§ Text passage
There are two general approaches to Ops. For you, the expert, with your own large, carefully-constructed layout, you can create stations and industries to fit your theme and background. You can create scheduled trains and switchlists according to your operating plan. You can do this by hand, save the results with the layout, and run your trains regularly, just like a real railroad.
For the rest of us -- those who never operated an actual railroad, or read Bruce Chubb's book, and just want to open a layout and have someone hand us some work orders -- there is the Ops Generator. Click a button, and the layout will be automatically populated with stations and industries; detailed orders will be issued specifying realistic movements of appropriate cars; and you will have a full session of switching activity ahead. Don't like that order sheet? No problem! Click it again to get a different set of orders.
There is a lot of new gadgetry here -- new computational engines for generating random choices, new objects, data structures, and lists, new windows, menus, toolbars, and display features, and this lengthy new document about it all -- but we've done our best to make it easy to figure out and use. Take a look at the picture below and see if you can make sense of it. If so, you're ready to click something and get started.
An ops session in action. Click the image to see a full-size view.

Dataset records:
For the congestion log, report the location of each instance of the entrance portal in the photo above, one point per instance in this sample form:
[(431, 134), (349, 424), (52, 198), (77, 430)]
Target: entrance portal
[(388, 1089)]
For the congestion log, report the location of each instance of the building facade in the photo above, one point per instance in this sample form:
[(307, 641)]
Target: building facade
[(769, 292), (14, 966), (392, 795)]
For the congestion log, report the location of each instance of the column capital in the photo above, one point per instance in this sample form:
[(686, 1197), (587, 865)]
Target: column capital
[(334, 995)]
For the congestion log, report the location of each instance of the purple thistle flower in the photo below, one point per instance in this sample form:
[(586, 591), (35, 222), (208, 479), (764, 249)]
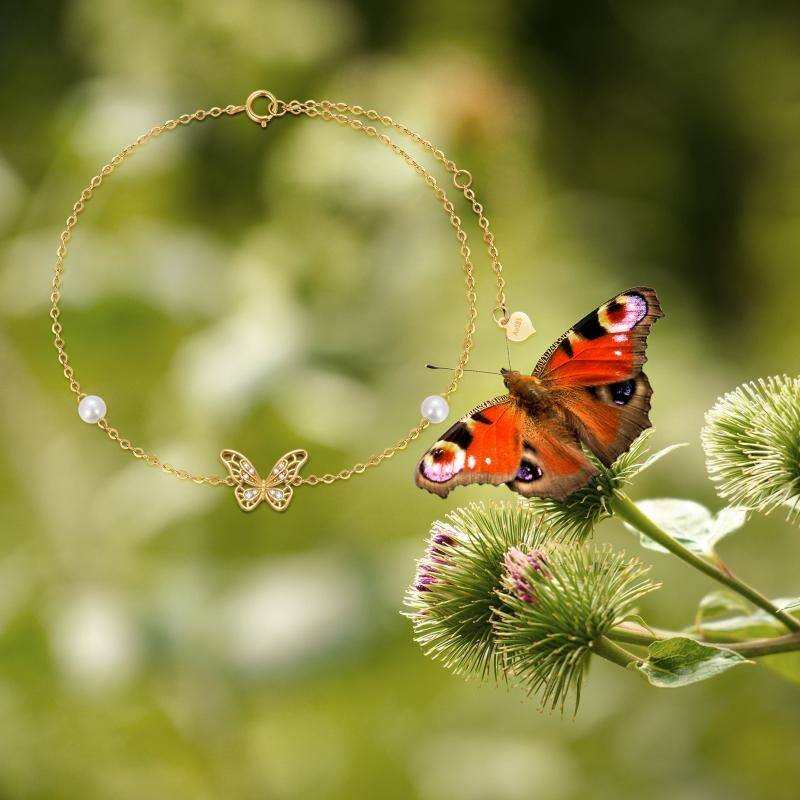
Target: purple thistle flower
[(517, 564), (435, 557)]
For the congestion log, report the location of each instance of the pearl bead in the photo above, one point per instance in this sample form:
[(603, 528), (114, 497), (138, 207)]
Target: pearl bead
[(435, 408), (92, 409)]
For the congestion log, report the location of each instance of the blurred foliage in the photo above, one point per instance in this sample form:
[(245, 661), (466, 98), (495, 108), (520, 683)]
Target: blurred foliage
[(265, 290)]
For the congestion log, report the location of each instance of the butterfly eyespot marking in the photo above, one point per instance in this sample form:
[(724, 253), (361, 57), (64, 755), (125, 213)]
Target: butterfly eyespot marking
[(622, 392), (443, 462), (528, 472)]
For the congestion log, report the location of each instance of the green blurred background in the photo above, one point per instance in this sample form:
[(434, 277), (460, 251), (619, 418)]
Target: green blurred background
[(271, 289)]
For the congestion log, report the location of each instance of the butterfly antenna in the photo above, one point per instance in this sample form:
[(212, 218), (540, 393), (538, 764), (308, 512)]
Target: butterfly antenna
[(482, 371)]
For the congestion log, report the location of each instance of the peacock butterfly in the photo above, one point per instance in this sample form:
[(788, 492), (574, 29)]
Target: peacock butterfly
[(587, 389)]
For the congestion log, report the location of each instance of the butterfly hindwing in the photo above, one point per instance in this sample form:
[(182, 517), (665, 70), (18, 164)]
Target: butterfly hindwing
[(587, 390), (553, 463), (608, 418)]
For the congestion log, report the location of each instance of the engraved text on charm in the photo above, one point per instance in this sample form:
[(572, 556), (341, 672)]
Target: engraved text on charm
[(519, 327), (251, 489)]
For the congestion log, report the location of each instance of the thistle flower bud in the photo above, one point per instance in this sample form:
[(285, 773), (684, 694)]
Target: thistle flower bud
[(752, 445), (554, 608), (576, 517), (455, 589), (516, 562), (496, 593)]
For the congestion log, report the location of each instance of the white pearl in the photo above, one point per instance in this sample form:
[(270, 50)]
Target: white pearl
[(92, 409), (435, 408)]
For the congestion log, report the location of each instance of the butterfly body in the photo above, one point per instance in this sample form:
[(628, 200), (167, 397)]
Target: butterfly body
[(588, 390), (251, 489)]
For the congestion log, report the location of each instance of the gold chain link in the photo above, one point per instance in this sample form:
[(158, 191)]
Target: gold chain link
[(348, 116)]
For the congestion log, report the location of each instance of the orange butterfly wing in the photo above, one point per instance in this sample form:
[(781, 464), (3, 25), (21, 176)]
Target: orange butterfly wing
[(595, 372), (598, 396), (485, 446)]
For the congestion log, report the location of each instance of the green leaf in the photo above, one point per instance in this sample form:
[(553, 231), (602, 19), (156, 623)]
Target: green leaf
[(755, 625), (680, 661), (718, 604), (690, 523), (787, 665)]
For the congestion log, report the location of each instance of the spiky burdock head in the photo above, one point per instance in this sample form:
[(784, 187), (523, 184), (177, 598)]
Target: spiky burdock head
[(555, 604), (576, 517), (752, 445), (456, 585)]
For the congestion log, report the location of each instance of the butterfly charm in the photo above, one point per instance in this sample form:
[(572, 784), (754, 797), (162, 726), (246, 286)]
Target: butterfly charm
[(587, 390), (251, 489)]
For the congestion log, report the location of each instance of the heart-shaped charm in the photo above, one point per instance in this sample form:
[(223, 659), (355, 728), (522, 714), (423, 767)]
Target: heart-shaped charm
[(519, 327)]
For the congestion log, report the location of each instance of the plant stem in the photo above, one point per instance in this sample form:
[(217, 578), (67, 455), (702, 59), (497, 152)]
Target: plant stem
[(628, 511), (613, 652), (630, 633)]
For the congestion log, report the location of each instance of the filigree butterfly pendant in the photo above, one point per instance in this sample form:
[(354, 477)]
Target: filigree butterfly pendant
[(251, 489)]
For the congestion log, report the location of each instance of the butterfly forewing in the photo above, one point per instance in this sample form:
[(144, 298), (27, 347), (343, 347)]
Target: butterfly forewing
[(240, 468), (587, 390)]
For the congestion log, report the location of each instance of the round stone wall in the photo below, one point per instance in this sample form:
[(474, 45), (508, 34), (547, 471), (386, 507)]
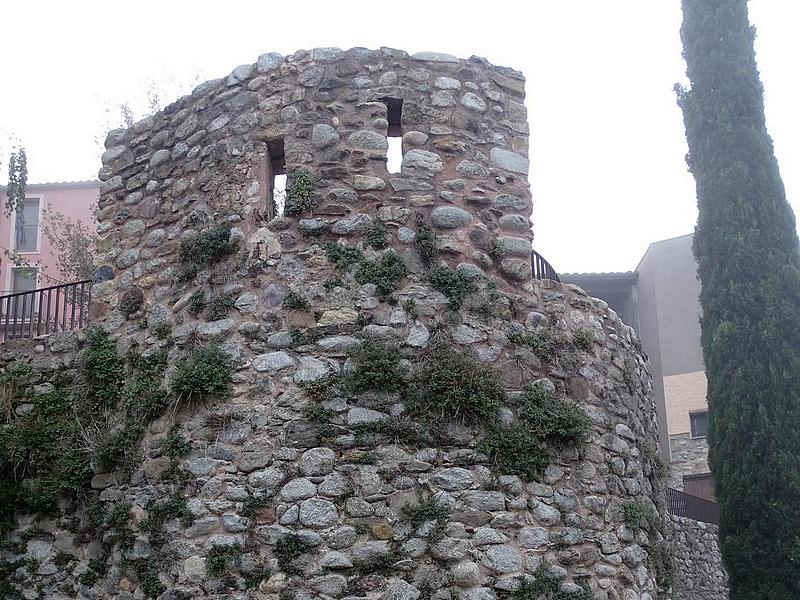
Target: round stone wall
[(313, 492)]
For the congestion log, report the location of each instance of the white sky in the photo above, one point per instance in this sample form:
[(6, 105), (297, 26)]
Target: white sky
[(607, 141)]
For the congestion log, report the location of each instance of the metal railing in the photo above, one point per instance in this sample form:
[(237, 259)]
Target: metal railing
[(45, 310), (541, 268), (682, 504)]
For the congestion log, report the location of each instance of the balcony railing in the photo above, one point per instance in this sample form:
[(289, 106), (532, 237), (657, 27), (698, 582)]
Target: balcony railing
[(45, 310), (682, 504), (541, 268)]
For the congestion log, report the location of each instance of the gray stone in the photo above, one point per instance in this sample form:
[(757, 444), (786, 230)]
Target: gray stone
[(434, 57), (422, 162), (544, 514), (311, 369), (532, 537), (364, 182), (453, 478), (298, 489), (368, 140), (335, 560), (502, 559), (274, 295), (470, 168), (510, 161), (216, 330), (400, 590), (317, 513), (160, 157), (269, 62), (505, 245), (247, 303), (323, 135), (447, 83), (474, 102), (317, 461), (358, 416), (450, 217), (466, 574), (357, 224)]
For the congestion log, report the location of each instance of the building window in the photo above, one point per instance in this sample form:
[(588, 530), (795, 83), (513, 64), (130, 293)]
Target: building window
[(701, 486), (26, 226), (276, 201), (394, 114), (699, 422), (22, 280)]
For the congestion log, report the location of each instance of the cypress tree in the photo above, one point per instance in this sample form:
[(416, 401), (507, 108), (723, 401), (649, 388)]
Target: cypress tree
[(748, 259)]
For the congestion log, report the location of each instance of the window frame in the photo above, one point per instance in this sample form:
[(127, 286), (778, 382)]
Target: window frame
[(13, 240), (692, 415)]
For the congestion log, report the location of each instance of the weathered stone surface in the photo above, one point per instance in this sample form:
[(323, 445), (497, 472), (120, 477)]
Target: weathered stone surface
[(293, 450), (510, 161), (323, 136), (450, 217)]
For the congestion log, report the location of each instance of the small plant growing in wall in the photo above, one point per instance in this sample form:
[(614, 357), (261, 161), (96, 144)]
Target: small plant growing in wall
[(449, 383), (295, 301), (385, 273), (425, 243), (204, 374), (453, 284), (299, 192), (634, 513), (584, 338), (206, 248), (376, 236)]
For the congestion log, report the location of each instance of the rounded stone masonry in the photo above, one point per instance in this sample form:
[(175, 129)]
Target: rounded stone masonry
[(397, 374)]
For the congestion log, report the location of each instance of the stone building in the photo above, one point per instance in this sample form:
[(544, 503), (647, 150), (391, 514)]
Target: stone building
[(660, 300), (360, 317)]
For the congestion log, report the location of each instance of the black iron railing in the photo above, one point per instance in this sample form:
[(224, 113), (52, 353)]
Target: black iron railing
[(541, 268), (45, 310), (682, 504)]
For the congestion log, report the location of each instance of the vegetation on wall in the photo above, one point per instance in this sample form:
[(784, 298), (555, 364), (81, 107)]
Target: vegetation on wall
[(385, 272), (206, 248), (299, 192), (92, 420), (748, 260)]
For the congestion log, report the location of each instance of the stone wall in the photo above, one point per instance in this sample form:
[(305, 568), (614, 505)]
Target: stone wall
[(263, 474), (689, 457), (699, 572)]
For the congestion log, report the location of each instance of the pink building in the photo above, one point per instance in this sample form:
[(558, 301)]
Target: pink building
[(23, 233)]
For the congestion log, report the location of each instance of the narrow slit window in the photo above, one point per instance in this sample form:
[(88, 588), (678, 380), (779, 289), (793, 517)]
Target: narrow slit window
[(394, 114), (277, 178)]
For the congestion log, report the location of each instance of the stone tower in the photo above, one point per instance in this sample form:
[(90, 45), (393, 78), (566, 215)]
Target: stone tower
[(330, 491)]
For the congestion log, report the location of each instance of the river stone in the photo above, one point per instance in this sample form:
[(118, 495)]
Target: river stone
[(317, 461), (502, 559), (450, 217), (400, 590), (473, 102), (364, 182), (216, 330), (453, 478), (317, 513), (273, 362), (466, 574), (311, 369), (298, 489), (416, 161), (532, 537), (506, 245), (510, 161), (323, 135), (368, 140), (357, 224)]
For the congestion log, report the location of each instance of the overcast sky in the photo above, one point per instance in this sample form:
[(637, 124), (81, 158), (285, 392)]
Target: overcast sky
[(607, 142)]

§ Problem details
Rewrite everything in the Ops passage from "There is a lot" down to "and get started.", replacing "gadgetry" with "equipment". This data is not needed.

§ The response
There is a lot of new equipment here -- new computational engines for generating random choices, new objects, data structures, and lists, new windows, menus, toolbars, and display features, and this lengthy new document about it all -- but we've done our best to make it easy to figure out and use. Take a look at the picture below and see if you can make sense of it. If so, you're ready to click something and get started.